» **DOCUMENT**:
## START
# Outlook Express Logon Problem



## rfcjr (May 20, 2001)

Hello:

A problem with the Outlook Express logon screen just started. Everytime I bring up Outlook Express the logon screen pops up asking for my username and password. The default is visible; but, even when I re-enter the correct entries the screen simply reappears. It will not take the information. The detailed error message is below:

"There was a problem logging onto your mail server. Your Password was rejected. Account: 'pop.pacbell.yahoo.com', Server: 'pop.pacbell.yahoo.com', Protocol: POP3, Server Response: '-ERR invalid user/password', Port: 110, Secure(SSL): No, Server Error: 0x800CCC90, Error Number: 0x800CCC92"

I can use other mail programs with no problem; so, the information is correct. Any help would be appreciated. Thank you.


----------



## JonathanAnon (Dec 17, 2004)

It seems like your password has been chaged or else you have that Outlook bug where it keeps prompting you for your password.

You can check you mail at www.pandamail.net

User: <You Username>
Password: <Your Password>
Server: pop.pacbell.yahoo.com

See if it accepts you password on this.

Are you sure that the server isnt just down, or someone has changed the password?


----------



## rfcjr (May 20, 2001)

Server is not down. Password has not been changed. Other email programs work fine. What is this Outlook bug? It does continually prompt me for a password; but, won't login after the password is entered. It just cycles through the same logon screen time after time. Thank you.


----------



## JonathanAnon (Dec 17, 2004)

Well if you want to send the username/password me I'll check it at pandamail, or you can do it yourself. You could also telnet in port 110 of the mail server and try it. You need to verify that the account username/password are correct. This prompt usually keeps coming up if the password is incorrect. 

Can you verify that they are correct?


----------



## mal1930 (Apr 27, 2002)

Hi, I have the problem too and have been searching for an answer. If you look at your account pproperties you will find the server changes to 127.0.01 by memory every time you restart the computer. Peace


----------



## chb13 (Feb 14, 2006)

Hi -
I have the same problem. Username enter password over and over again. We recently changed service providers, but there was no problem for a couple of weeks. then this. What is this "Bug'? Did any of yoiu ever solve this problem. Thanks


----------



## EAFiedler (Apr 25, 2000)

Hi *chb13*

Welcome to Tech Support Guy Forums!
## END
» **SUPPLIED INFORMATION**:
## START
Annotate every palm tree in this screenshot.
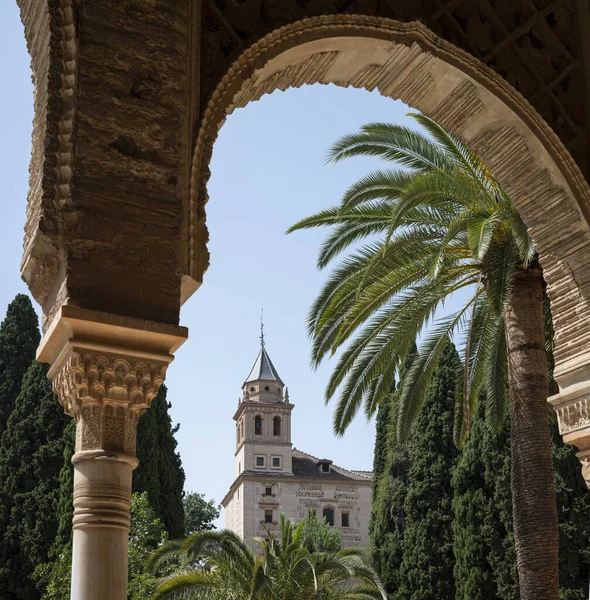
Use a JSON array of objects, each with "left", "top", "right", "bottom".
[
  {"left": 289, "top": 114, "right": 559, "bottom": 600},
  {"left": 149, "top": 515, "right": 387, "bottom": 600}
]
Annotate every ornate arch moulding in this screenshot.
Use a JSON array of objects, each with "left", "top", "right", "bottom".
[
  {"left": 37, "top": 305, "right": 188, "bottom": 466},
  {"left": 17, "top": 0, "right": 78, "bottom": 313},
  {"left": 189, "top": 15, "right": 590, "bottom": 483}
]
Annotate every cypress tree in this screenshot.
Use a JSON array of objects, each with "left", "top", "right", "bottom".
[
  {"left": 0, "top": 361, "right": 68, "bottom": 600},
  {"left": 396, "top": 343, "right": 461, "bottom": 600},
  {"left": 369, "top": 348, "right": 416, "bottom": 595},
  {"left": 133, "top": 386, "right": 184, "bottom": 539},
  {"left": 452, "top": 401, "right": 519, "bottom": 600},
  {"left": 551, "top": 422, "right": 590, "bottom": 600},
  {"left": 0, "top": 294, "right": 40, "bottom": 437},
  {"left": 51, "top": 419, "right": 76, "bottom": 558}
]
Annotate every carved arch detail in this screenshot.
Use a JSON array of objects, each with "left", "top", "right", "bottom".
## END
» **WHAT TO DO**:
(a) From the Outlook Express thread, can you return everything from "Well if you" down to "password is incorrect."?
(b) Answer these about the Outlook Express thread:
(i) Which port number is given in the error message quoted in the first post?
(ii) At what website does JonathanAnon suggest checking mail?
(iii) What does chb13 say was recently changed?

» **RESPONSES PER TASK**:
(a)
Well if you want to send the username/password me I'll check it at pandamail, or you can do it yourself. You could also telnet in port 110 of the mail server and try it. You need to verify that the account username/password are correct. This prompt usually keeps coming up if the password is incorrect.

(b)
(i) 110
(ii) www.pandamail.net
(iii) Service providers